## Work to be completed
Type again, exactly, the lines below from the start through the line that includes "positive clicks: (378, 217)".

[Segmentation mask data]
---*---

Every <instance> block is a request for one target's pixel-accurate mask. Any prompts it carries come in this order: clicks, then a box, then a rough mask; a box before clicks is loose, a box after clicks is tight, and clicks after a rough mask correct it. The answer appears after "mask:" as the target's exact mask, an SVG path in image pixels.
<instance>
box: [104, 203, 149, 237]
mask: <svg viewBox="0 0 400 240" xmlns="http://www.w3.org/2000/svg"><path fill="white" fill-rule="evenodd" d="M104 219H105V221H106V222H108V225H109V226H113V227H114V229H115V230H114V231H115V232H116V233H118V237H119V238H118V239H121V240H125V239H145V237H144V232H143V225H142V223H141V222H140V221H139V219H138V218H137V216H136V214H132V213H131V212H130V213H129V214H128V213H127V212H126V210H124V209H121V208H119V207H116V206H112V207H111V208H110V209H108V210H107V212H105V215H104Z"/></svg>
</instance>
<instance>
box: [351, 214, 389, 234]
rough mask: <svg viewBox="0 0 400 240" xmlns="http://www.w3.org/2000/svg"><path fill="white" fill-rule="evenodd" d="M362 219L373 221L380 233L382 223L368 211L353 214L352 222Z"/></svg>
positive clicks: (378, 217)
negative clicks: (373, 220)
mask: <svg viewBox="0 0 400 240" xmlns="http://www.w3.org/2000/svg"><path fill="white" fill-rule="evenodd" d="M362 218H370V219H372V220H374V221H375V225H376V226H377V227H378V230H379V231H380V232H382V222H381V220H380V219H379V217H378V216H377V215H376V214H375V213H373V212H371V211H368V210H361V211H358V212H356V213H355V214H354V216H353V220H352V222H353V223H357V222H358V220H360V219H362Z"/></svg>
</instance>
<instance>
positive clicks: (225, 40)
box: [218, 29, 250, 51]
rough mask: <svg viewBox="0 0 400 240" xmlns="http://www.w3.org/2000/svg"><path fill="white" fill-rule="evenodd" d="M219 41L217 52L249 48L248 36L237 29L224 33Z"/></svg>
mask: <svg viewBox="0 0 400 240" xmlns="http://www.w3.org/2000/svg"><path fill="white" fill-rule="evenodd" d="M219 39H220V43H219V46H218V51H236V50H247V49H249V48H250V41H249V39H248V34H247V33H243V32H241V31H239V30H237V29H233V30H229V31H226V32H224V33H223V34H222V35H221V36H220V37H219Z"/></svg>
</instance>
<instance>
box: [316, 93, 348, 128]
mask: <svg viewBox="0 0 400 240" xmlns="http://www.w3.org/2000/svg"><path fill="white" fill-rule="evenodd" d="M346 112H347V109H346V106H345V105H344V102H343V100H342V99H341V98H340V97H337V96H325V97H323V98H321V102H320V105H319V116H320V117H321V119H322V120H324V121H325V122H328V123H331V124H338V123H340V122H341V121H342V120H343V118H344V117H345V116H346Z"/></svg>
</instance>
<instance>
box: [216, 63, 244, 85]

---*---

## Result for this exercise
Every <instance> block is a request for one target's pixel-accurate mask. Any prompts it carries come in this order: clicks, then a box, then a rough mask; a box before clicks is loose, a box after clicks is tight, and clicks after a rough mask correct it. The answer appears after "mask:" as the target's exact mask, an SVG path in image pixels.
<instance>
box: [104, 203, 149, 237]
mask: <svg viewBox="0 0 400 240" xmlns="http://www.w3.org/2000/svg"><path fill="white" fill-rule="evenodd" d="M104 219H105V221H106V222H108V225H109V226H113V227H114V229H115V230H114V231H115V232H116V233H118V237H119V238H118V239H121V240H125V239H145V237H144V232H143V225H142V223H141V222H140V221H139V219H138V218H137V216H136V214H132V213H131V212H130V213H129V214H128V213H127V212H126V210H124V209H121V208H119V207H116V206H112V207H111V208H110V209H108V210H107V212H105V215H104Z"/></svg>
</instance>
<instance>
box: [351, 214, 389, 234]
rough mask: <svg viewBox="0 0 400 240" xmlns="http://www.w3.org/2000/svg"><path fill="white" fill-rule="evenodd" d="M362 219L373 221L380 233L382 223L368 211L353 214L352 222Z"/></svg>
positive clicks: (378, 217)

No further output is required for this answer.